Output the line that contains "Indicate the large" and every line after it to the end of the entries, with nothing added or left out.

----- Given data

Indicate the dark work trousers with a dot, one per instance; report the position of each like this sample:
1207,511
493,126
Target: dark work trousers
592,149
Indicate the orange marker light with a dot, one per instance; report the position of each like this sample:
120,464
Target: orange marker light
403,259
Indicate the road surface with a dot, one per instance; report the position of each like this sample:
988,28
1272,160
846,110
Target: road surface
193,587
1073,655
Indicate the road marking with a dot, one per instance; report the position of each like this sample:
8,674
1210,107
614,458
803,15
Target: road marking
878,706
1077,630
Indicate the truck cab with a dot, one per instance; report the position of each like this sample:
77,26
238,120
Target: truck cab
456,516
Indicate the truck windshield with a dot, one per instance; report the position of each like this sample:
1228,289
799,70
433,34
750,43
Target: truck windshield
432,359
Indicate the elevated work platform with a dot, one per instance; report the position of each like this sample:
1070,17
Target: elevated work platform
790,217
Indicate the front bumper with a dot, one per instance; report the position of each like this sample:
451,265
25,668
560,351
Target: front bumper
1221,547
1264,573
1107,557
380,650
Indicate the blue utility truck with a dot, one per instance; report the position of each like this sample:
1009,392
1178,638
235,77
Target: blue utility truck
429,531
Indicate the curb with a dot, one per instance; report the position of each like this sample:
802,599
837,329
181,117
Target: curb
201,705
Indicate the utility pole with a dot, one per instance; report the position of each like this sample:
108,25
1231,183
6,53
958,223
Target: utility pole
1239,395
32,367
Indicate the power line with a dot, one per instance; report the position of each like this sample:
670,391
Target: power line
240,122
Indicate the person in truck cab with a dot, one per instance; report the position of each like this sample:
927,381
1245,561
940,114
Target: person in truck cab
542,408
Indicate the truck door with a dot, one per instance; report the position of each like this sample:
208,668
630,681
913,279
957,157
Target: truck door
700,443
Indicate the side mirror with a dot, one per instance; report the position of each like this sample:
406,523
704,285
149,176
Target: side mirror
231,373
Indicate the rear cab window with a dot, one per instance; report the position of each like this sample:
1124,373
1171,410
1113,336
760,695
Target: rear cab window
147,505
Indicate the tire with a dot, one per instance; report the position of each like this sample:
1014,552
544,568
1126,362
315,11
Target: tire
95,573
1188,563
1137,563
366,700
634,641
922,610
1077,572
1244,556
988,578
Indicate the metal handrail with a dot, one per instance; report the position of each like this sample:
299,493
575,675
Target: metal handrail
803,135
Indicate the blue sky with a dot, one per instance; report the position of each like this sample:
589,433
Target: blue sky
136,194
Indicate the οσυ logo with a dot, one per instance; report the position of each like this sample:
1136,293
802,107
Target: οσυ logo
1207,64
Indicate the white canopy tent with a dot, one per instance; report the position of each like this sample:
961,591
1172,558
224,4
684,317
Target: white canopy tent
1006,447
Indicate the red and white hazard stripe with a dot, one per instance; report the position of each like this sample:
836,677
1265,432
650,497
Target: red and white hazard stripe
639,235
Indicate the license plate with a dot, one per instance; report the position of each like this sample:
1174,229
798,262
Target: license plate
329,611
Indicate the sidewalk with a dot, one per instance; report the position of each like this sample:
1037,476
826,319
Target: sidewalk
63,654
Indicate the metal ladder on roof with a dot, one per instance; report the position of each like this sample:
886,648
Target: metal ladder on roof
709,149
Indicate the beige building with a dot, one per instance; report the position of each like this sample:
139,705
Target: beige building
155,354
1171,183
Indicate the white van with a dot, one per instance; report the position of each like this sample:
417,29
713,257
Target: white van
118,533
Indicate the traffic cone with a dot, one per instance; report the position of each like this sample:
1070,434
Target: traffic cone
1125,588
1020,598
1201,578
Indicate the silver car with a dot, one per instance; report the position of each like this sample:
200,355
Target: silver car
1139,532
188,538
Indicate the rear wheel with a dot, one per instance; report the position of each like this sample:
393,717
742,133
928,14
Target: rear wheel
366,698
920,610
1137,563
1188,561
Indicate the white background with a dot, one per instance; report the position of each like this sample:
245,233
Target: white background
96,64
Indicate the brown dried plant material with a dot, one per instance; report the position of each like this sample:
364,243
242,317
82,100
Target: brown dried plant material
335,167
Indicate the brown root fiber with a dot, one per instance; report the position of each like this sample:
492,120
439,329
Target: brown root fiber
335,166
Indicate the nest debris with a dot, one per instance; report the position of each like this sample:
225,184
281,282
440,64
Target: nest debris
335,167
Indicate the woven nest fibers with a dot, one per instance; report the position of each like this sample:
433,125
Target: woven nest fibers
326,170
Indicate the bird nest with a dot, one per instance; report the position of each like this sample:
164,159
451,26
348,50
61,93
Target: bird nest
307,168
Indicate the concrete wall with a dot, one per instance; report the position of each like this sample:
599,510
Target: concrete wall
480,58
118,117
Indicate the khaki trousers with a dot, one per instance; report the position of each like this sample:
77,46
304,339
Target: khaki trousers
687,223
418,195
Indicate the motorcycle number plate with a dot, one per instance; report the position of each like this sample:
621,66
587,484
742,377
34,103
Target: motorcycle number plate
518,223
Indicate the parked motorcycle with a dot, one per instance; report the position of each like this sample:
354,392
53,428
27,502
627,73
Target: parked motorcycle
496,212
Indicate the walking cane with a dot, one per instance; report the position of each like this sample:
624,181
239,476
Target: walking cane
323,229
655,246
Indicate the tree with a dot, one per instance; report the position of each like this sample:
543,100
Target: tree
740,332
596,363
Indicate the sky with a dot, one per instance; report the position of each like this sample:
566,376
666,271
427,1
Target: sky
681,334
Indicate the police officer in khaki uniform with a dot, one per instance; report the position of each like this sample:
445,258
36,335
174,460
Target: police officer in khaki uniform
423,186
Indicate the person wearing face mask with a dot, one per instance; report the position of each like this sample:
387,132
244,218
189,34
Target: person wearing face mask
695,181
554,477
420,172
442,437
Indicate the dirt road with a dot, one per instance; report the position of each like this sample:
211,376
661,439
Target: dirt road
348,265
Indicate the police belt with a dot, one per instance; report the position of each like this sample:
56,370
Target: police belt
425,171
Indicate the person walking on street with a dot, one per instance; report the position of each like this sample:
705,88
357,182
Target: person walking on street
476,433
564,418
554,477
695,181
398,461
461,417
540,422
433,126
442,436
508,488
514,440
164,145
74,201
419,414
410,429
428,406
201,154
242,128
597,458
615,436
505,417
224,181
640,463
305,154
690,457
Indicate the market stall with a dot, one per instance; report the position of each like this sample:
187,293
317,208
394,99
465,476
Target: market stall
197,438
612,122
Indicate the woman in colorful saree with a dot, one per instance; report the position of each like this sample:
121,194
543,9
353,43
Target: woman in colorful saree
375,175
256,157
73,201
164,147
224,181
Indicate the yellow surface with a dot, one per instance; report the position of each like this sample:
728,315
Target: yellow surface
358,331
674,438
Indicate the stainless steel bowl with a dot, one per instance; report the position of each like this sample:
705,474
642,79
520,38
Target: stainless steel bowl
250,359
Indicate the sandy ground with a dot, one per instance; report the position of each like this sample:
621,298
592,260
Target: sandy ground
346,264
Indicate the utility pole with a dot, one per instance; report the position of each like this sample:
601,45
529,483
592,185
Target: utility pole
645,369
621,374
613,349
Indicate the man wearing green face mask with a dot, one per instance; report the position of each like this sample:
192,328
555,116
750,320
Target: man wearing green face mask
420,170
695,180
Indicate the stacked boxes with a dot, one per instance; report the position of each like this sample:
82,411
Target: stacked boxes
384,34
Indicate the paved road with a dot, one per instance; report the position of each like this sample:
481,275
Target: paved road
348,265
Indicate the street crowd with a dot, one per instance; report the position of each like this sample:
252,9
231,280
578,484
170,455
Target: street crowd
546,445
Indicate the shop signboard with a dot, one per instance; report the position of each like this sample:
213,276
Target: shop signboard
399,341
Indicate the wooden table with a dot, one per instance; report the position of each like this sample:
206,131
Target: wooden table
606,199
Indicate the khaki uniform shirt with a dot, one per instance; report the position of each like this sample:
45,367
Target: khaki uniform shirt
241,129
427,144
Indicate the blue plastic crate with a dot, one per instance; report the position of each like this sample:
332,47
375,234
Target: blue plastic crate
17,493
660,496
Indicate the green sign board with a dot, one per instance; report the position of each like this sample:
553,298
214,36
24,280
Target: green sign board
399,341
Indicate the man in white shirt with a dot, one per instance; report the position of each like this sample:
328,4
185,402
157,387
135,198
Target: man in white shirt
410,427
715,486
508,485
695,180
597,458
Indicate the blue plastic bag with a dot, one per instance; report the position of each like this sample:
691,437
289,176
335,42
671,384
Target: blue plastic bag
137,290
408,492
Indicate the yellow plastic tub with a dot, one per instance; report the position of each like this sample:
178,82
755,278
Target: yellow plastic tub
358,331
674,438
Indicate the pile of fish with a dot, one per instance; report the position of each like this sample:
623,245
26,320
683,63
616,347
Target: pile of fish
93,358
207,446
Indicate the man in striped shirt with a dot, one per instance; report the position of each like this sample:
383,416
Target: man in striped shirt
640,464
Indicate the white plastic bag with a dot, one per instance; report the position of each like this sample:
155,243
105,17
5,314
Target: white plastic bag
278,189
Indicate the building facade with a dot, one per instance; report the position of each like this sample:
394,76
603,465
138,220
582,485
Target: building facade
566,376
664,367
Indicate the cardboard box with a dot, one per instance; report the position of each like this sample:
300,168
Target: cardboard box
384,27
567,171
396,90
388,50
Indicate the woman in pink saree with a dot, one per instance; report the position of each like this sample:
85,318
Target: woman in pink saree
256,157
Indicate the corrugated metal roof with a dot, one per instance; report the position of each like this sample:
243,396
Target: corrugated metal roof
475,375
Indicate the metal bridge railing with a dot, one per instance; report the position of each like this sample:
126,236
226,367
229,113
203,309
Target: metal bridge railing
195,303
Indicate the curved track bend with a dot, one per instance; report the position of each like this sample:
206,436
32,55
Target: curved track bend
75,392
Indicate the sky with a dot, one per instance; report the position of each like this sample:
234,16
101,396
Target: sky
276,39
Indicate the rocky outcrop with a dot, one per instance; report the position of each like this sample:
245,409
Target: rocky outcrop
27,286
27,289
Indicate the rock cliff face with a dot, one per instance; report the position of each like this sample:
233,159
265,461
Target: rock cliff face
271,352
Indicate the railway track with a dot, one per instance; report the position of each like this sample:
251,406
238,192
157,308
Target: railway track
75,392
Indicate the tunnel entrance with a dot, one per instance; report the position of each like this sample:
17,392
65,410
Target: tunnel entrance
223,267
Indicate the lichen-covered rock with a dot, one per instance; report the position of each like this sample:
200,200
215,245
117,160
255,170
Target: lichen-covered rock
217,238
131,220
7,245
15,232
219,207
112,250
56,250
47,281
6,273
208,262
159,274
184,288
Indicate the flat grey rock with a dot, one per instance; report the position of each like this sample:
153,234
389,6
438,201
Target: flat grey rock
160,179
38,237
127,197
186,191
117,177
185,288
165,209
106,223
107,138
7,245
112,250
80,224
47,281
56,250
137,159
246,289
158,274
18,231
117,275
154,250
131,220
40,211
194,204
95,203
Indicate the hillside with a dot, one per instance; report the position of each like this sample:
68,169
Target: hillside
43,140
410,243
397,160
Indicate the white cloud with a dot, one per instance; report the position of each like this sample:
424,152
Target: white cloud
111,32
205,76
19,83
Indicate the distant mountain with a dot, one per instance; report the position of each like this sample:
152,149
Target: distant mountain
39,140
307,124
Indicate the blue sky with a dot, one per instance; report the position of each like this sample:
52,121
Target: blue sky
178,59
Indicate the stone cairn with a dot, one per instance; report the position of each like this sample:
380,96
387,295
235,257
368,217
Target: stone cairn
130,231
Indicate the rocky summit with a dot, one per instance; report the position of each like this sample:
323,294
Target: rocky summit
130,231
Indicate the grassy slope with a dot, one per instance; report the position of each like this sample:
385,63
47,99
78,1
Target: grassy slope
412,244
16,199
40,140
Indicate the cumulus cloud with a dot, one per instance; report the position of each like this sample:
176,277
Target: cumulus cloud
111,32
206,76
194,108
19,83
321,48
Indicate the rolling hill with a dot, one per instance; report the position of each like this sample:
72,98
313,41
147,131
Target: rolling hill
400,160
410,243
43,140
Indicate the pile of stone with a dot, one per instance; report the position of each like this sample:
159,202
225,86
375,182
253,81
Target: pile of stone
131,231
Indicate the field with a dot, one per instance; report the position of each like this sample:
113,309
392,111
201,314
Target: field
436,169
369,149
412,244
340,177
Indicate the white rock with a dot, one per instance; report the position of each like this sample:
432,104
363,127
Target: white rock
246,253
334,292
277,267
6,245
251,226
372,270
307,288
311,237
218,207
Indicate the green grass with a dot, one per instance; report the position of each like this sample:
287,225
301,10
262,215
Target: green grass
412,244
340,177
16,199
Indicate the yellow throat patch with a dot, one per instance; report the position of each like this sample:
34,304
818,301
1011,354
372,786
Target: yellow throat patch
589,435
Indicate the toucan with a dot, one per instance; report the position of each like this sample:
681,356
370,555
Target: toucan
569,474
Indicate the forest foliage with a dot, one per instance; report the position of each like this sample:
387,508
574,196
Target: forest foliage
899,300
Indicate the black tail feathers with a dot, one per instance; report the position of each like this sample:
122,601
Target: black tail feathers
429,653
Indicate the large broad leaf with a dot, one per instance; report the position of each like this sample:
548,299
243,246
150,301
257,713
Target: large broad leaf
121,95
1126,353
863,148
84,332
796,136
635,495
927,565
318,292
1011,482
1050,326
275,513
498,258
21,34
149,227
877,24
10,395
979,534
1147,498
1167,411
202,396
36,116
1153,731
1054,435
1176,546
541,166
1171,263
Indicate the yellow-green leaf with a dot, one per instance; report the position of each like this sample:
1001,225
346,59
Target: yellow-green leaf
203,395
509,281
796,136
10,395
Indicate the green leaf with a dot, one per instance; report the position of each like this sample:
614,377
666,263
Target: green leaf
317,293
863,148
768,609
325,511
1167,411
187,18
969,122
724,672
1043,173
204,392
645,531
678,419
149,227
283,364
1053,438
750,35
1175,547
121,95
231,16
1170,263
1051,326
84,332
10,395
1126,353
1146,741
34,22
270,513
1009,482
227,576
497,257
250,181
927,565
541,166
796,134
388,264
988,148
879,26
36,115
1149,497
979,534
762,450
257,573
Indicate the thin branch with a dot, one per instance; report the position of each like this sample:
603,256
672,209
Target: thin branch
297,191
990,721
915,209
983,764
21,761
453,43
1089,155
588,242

----------

Expected answer:
Indicate the large broad leaf with a dot, one per instance; report the position of each like this sample:
548,299
243,246
150,301
257,713
Target: large broad leaf
121,95
1126,353
863,148
84,332
796,136
635,495
927,565
318,292
1011,482
1050,326
275,513
498,258
21,34
149,227
877,24
10,395
979,534
1147,498
1167,411
202,396
36,116
1153,731
1054,435
1176,546
541,166
1171,263
Indicate the yellow-green leaf with a dot, one per instance; report the position of each like this sample:
1001,225
346,59
Target: yellow-green leaf
203,395
509,281
796,136
10,395
Indicate the green leaf with a dot, one per instance; report the position of each like this sample:
614,377
666,263
Target: green leaf
317,293
863,148
768,609
325,511
1167,411
187,18
969,122
724,672
1043,173
204,392
645,531
678,419
149,227
283,364
1053,438
750,35
1175,547
121,95
231,16
1170,263
1051,326
84,332
10,395
1126,353
1146,741
34,22
270,513
1009,482
227,576
497,257
250,181
927,565
541,166
796,134
388,264
988,148
879,26
36,115
1149,497
979,534
762,450
257,573
Indicate the thin branch with a dot, one per instance; report the position of each like this sample:
603,256
672,209
Target: thin branch
297,191
990,721
915,209
983,764
21,761
453,43
1089,155
588,242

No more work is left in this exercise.